== What to work on ==
Pull out every line in the entries below that contains the word "vent", and copy each of those lines in full.

== Data for this task ==
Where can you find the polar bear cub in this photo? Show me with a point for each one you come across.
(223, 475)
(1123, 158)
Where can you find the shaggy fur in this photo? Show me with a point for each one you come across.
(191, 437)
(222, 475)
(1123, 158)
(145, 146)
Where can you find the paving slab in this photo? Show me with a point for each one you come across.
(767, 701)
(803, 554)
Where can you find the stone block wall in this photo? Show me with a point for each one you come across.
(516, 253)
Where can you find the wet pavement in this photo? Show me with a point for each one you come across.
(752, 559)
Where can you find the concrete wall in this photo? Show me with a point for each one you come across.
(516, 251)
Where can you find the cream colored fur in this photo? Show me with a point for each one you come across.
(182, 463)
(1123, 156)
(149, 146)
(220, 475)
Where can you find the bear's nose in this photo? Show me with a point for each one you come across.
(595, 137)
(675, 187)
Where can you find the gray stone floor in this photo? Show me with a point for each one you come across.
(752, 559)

==

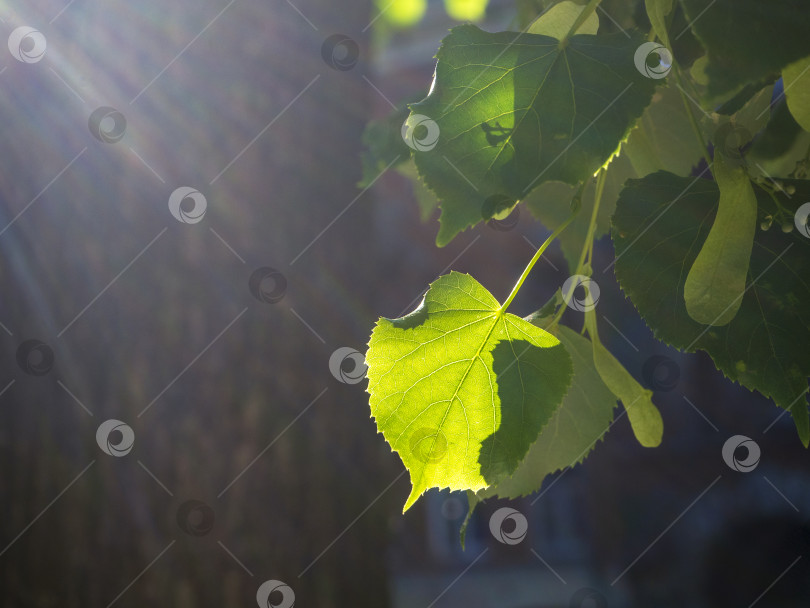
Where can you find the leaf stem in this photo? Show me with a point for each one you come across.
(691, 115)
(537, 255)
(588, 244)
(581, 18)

---

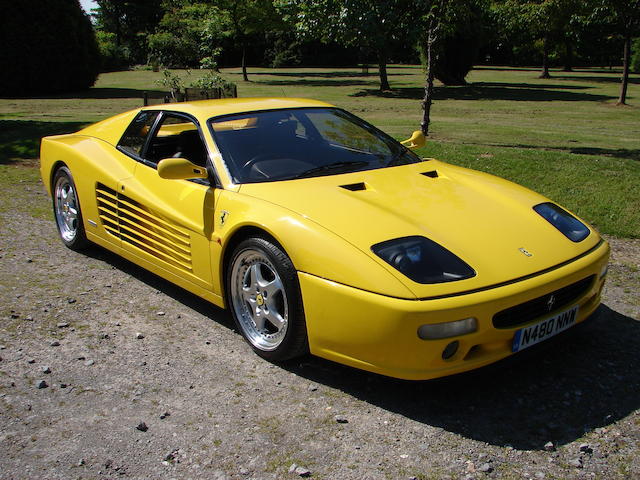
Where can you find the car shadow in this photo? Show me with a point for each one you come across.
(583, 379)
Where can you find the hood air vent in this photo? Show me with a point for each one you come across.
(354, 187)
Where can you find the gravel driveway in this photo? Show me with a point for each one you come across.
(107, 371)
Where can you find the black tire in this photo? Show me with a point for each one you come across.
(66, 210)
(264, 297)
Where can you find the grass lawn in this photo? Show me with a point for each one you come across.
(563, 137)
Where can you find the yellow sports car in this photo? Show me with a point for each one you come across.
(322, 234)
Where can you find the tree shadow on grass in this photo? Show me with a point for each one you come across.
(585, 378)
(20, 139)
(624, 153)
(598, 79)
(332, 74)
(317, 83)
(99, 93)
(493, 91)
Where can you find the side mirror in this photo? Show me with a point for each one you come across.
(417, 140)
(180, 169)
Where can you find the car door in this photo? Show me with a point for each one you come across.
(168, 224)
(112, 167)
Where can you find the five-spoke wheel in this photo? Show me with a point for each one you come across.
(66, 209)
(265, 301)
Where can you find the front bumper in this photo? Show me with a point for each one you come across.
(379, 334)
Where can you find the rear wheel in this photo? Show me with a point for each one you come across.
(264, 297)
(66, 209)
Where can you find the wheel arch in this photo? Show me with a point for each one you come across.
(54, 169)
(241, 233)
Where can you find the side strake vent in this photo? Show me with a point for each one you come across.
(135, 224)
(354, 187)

== Task output ==
Where can you find the hood air vent in this photo? Show me with a point for each one you come across.
Where can you find the side strake vent in this photo? Show me with a point for each one you come across.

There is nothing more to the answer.